§ **Exercise instructions**: Scale the records from the line containing "out the white" through the end of the records: reproduce those lines in full, requests included, multiplying every x and y coordinate in the answers by 1.1 and rounding to whole numbers, halves up. Leave the numbers in the requests and their format samples unchanged, and output only those lines.

§ **Dataset extract**:
** Begin **

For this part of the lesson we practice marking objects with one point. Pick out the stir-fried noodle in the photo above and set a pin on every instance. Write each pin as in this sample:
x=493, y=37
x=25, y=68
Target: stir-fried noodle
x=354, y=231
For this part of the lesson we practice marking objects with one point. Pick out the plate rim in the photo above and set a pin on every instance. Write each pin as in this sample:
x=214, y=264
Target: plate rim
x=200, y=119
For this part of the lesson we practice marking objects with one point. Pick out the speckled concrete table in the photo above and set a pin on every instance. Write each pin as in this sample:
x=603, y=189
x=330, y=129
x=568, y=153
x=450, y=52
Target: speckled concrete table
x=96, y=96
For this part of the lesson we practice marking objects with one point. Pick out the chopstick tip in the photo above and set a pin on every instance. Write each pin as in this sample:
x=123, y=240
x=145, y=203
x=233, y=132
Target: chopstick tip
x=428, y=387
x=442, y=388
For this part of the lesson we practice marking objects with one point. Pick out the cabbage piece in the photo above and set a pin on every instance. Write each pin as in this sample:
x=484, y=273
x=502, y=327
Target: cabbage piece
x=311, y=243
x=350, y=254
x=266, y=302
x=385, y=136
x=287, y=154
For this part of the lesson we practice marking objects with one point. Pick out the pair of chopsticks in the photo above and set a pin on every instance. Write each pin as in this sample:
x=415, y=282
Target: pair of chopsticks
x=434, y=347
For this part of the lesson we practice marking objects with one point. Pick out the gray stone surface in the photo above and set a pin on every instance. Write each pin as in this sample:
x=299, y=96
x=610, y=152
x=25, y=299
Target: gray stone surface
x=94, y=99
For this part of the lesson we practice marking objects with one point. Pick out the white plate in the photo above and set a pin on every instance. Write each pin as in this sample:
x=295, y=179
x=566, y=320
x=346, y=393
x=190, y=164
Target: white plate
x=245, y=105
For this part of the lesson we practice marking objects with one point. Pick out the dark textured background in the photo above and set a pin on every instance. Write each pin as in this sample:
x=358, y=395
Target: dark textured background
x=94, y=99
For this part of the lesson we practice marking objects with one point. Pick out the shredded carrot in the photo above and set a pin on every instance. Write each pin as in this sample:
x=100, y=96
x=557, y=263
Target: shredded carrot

** End **

§ **Response to this exercise**:
For this part of the lesson we practice marking objects with one point. Pick out the white plate in the photo above and set a pin on every instance. Write each pin as in this sample:
x=295, y=179
x=566, y=320
x=346, y=393
x=190, y=164
Target: white plate
x=270, y=116
For this part of the lesson we practice marking objects with one point. Pick out the dark textured background in the photo above and set a pin on every instance. Write each pin as in this sample:
x=358, y=395
Target: dark textured background
x=103, y=109
For this part of the lesson we practice marking objects with one point. Pick out the shredded carrot in the photo above and set a pin on every instance. Write each pin as in this sample:
x=100, y=96
x=557, y=263
Target: shredded carrot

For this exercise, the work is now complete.